> SELECTED EXCERPT
*** Block opens ***
The US Department of Justice subsequently claimed that the detainee’s allegations about the new policy “are without merit” and that Rabbani is “not malnourished”.
In their October 16 submission, Reprieve and Lewis urged the court to immediately act, highlighting that in 2014 a judge had turned down a previous motion by Rabbani, asking that his force-feeding be stopped, on the grounds that “the government has a legitimate interest in keeping Guantanamo detainees alive”.
The lawyers argued that policy has been replaced with a policy of “deliberate indifference to serious medical needs” – a contradiction to the previous court’s ruling.
The lawyers told the court on October 16 that they feared Rabbani would “suffer irreparable medical harm and possibly even die – very soon – without this court’s intervention”.
The justice department’s response to the emergency motion was submitted on October 27, but its contents were classified until November 7.
*** Block closes ***
Data excerpts
*** Block opens ***
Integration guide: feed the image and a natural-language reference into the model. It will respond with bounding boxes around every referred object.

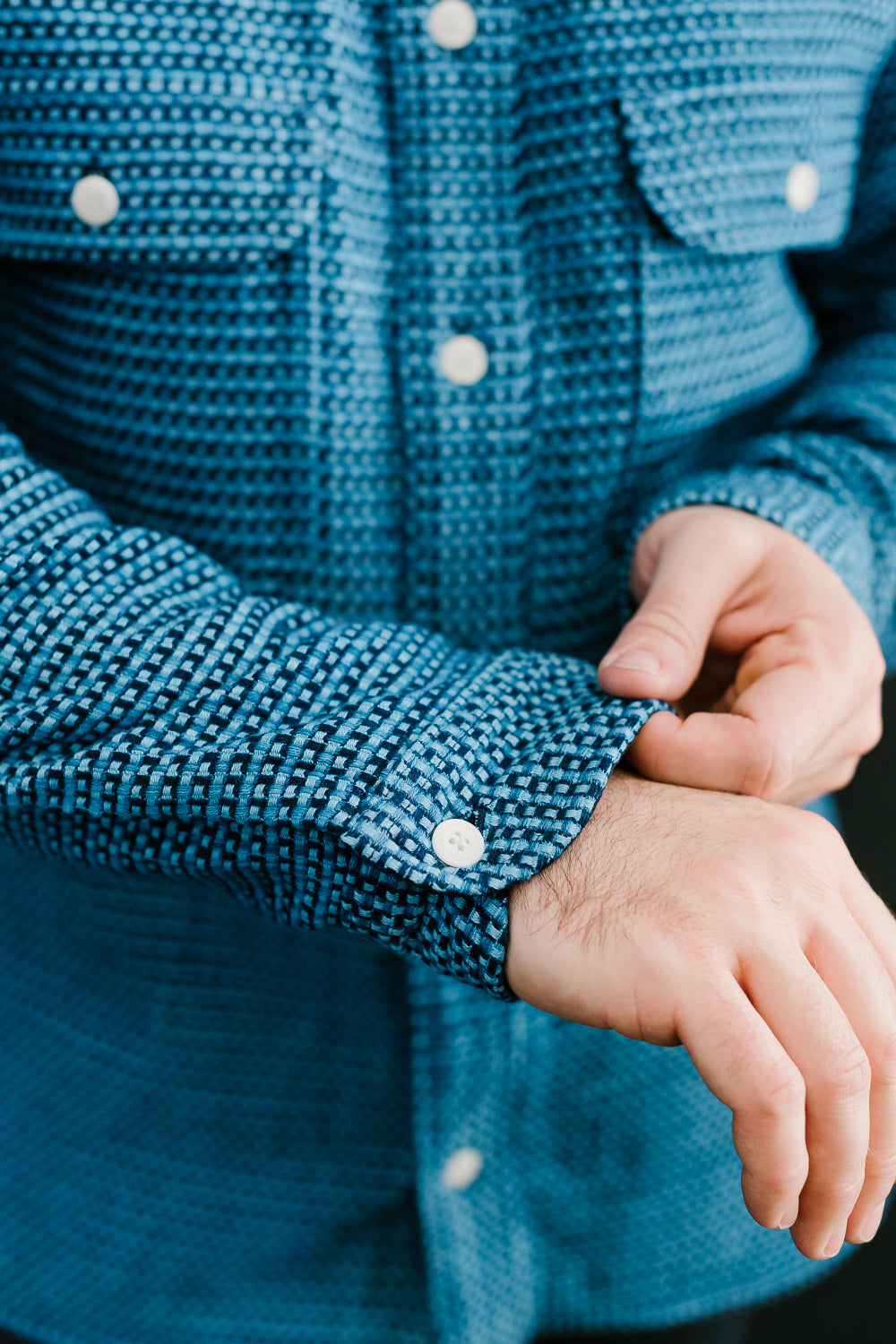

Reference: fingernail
[600,650,662,676]
[855,1201,887,1242]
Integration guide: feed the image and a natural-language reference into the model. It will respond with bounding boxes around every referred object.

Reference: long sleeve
[637,56,896,663]
[0,435,651,994]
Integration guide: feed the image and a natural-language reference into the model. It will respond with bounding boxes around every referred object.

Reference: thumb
[598,529,755,701]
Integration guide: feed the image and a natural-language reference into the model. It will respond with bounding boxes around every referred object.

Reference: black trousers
[537,1312,753,1344]
[0,1312,750,1344]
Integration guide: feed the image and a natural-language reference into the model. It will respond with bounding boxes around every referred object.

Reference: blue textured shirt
[0,0,896,1344]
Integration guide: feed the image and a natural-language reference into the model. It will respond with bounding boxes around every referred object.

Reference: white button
*** Block closes ***
> LIST OF TASKS
A) Rewrite the Guantanamo article from "The US Department" to "previous court’s ruling.", swapping "Rabbani" for "the prisoner".
B) Put this sentence from the Guantanamo article into Spanish: "The justice department’s response to the emergency motion was submitted on October 27, but its contents were classified until November 7."

> ANSWERS TO THE EXERCISE
A)
The US Department of Justice subsequently claimed that the detainee’s allegations about the new policy “are without merit” and that the prisoner is “not malnourished”.
In their October 16 submission, Reprieve and Lewis urged the court to immediately act, highlighting that in 2014 a judge had turned down a previous motion by the prisoner, asking that his force-feeding be stopped, on the grounds that “the government has a legitimate interest in keeping Guantanamo detainees alive”.
The lawyers argued that policy has been replaced with a policy of “deliberate indifference to serious medical needs” – a contradiction to the previous court’s ruling.

B) La respuesta del Departamento de Justicia a la moción de emergencia se presentó el 27 de octubre, pero su contenido estuvo clasificado hasta el 7 de noviembre.